_Consignes_:
[1] Indiquez si chacune des affirmations suivantes concorde avec le texte sur la revue Front Populaire, en répondant par oui ou par non et en citant les mots du texte qui tranchent. (a) La revue a été lancée par Michel Onfray et Stéphane Simon. (b) Georges Kuzmanovic ne contribue plus à la revue. (c) Le mouvement présidé par Charles-Henry Gallois a des ambitions politiques.
[2] D'après le texte sur la revue Front Populaire, quel nom porte l'association créée par les fondateurs de la revue ?
[3] Mettez à jour le passage du texte sur la revue Front Populaire qui va de « Le président du mouvement République souveraine apporte » jusqu'à « pas eu lieu. » inclus : recopiez-le en remplaçant « colonnes » par « pages ».
### Texte
La revue Front Populaire lancée par le philosophe Michel Onfray et Stéphane Simon aura deux ans en juin 2022. Si cette initiative est un beau succès éditorial, celle menée en parallèle visant à la recomposition politique du mouvement souverainiste peine à se concrétiser.
Une intense activité éditoriale
L’activité éditoriale de la revue Font populaire a été intense pendant les deux années écoulées. Les numéros thématiques se sont succédés. Ils ont été consacrés tour à tour au souverainisme, à l’Etat profond, au génie français, à l’immigration, à l’écologie, au droit à la sécurité, aux espèces menacées que seraient la droite et la gauche et au bilan d’Emmanuel Macron. La qualité du travail d’analyse des contributeurs a permis à la revue d’acquérir une place unique dans la presse écrite en France. L’autre ambition des créateurs de Front Populaire, constituer une plate-forme politique en vue des échéances électorales, n’a pas connu le même succès.
Dès septembre 2020, des interrogations
Dans un article publié en septembre 2020, l’Observatoire du journalisme s’interrogeait sur l’ambition de l’équipe de Front Populaire de fédérer des souverainistes « de droite, de gauche, d’ailleurs et de nulle part ». Nous remarquions que Georges Kuzmanovic, le président du mouvement République souveraine et ancien membre du parti de gauche créé par Jean-Luc Mélenchon, était le seul leader politique souverainiste à apporter sa contribution à la revue. Moins de deux ans après la naissance de Front Populaire, où en sommes-nous ?
Le président du mouvement République souveraine apporte toujours des contributions à la revue. Charles-Henry Gallois, un transfuge de l’UPR, le mouvement de François Asselineau, fait également partie des contributeurs de Front Populaire, mais le mouvement qu’il préside n’a – pour le moment – pas d’ambition politique. Les autres leaders politiques souverainistes sont toujours absents des colonnes de la revue.
L’aggiornamento au point mort
Si l’objectif des créateurs de Front Populaire de constituer le socle d’« un nouveau projet pour la France » s’est concrétisé par la création d’une association dénommée Front Populaire & Compagnie, l’aggiornamento souhaité par les créateurs de la revue n’a pas eu lieu.
Des « réseaux populaires » avec des référents départementaux ont bien vu le jour. Un cahier de doléances accessible en ligne alimenté par les membres de l’association a certes permis d’élaborer ce qui pourrait constituer le début d’un programme politique. Mais les candidats pour porter politiquement ce programme ne se pressent pas.
######
### Enregistrements
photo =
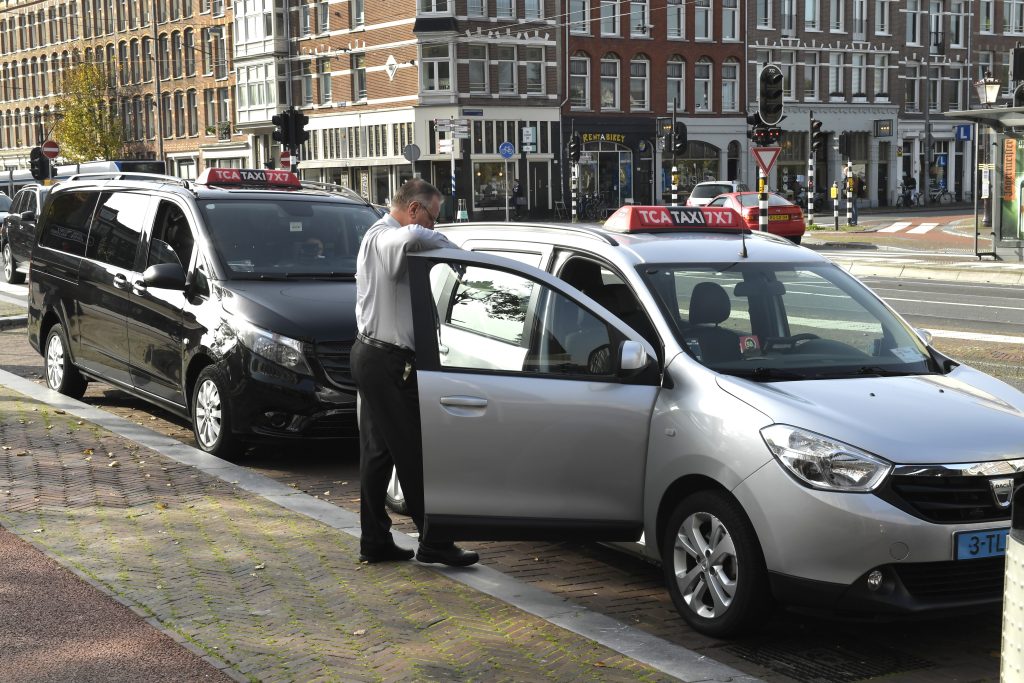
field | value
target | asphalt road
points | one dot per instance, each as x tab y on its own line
792	647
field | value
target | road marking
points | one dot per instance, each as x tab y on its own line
895	227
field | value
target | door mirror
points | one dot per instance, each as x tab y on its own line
165	275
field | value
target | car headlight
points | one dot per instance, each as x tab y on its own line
824	463
280	349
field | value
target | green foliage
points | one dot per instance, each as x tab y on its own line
89	128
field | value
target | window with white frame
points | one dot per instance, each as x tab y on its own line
436	70
639	18
580	82
858	74
730	19
676	71
640	84
837	15
835	75
609	17
702	23
532	58
505	56
478	69
812	14
811	76
702	95
881	75
730	85
580	16
882	17
609	83
676	18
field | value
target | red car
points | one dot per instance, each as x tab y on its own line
784	217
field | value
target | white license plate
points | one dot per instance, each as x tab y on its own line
975	545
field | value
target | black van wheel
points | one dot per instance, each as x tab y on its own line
211	414
61	376
10	273
714	566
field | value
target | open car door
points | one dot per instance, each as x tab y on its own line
536	403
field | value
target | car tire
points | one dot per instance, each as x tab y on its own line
10	273
714	566
395	499
211	415
61	375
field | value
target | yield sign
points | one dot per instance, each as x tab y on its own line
765	157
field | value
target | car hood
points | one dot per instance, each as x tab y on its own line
309	310
963	417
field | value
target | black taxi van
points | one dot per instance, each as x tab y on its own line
229	299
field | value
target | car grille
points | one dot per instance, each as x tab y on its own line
947	500
966	580
334	357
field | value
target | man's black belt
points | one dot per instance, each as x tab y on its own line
385	346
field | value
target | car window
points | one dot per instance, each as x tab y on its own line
117	227
270	237
494	319
67	221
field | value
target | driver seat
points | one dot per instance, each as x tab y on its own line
710	307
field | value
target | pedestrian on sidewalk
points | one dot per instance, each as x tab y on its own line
384	369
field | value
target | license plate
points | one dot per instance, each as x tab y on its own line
975	545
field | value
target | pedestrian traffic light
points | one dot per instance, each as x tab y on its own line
39	164
283	127
574	148
770	99
818	136
679	138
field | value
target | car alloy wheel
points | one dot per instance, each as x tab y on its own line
714	566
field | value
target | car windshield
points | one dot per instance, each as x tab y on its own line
265	239
771	322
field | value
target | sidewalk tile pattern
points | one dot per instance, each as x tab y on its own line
274	595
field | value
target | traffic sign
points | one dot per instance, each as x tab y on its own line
50	150
765	157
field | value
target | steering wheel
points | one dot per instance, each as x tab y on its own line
790	342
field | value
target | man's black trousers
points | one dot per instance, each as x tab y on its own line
389	434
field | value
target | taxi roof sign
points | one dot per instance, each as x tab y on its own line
631	218
252	177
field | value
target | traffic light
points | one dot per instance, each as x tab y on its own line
818	136
770	100
283	128
298	125
39	164
679	138
574	148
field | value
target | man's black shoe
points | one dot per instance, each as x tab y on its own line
390	553
449	554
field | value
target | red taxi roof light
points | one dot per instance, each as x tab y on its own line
250	177
631	218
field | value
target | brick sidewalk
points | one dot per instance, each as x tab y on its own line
274	595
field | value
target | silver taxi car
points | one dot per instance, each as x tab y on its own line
727	403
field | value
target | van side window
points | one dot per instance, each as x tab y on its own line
117	227
172	240
67	222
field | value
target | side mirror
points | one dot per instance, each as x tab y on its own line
165	275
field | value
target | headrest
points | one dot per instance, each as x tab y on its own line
709	304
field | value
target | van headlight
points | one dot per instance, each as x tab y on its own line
279	349
824	463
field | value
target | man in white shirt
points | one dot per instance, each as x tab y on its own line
383	364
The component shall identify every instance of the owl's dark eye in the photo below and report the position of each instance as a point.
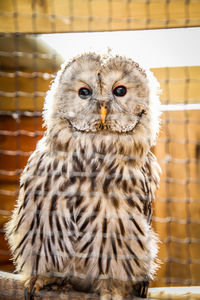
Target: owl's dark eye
(120, 91)
(84, 93)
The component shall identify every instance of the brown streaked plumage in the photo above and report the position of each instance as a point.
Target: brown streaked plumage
(85, 204)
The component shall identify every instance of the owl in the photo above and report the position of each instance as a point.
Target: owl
(84, 210)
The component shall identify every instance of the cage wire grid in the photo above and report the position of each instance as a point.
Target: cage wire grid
(27, 69)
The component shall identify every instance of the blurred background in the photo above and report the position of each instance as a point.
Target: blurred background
(37, 36)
######
_Réponses attendues_:
[1]
(a) Oui : « La revue Front Populaire lancée par le philosophe Michel Onfray et Stéphane Simon ».
(b) Non : « Le président du mouvement République souveraine apporte toujours des contributions à la revue. »
(c) Non : « le mouvement qu’il préside n’a – pour le moment – pas d’ambition politique ».

[2] Front Populaire & Compagnie.

[3]
Le président du mouvement République souveraine apporte toujours des contributions à la revue. Charles-Henry Gallois, un transfuge de l’UPR, le mouvement de François Asselineau, fait également partie des contributeurs de Front Populaire, mais le mouvement qu’il préside n’a – pour le moment – pas d’ambition politique. Les autres leaders politiques souverainistes sont toujours absents des pages de la revue.
L’aggiornamento au point mort
Si l’objectif des créateurs de Front Populaire de constituer le socle d’« un nouveau projet pour la France » s’est concrétisé par la création d’une association dénommée Front Populaire & Compagnie, l’aggiornamento souhaité par les créateurs de la revue n’a pas eu lieu.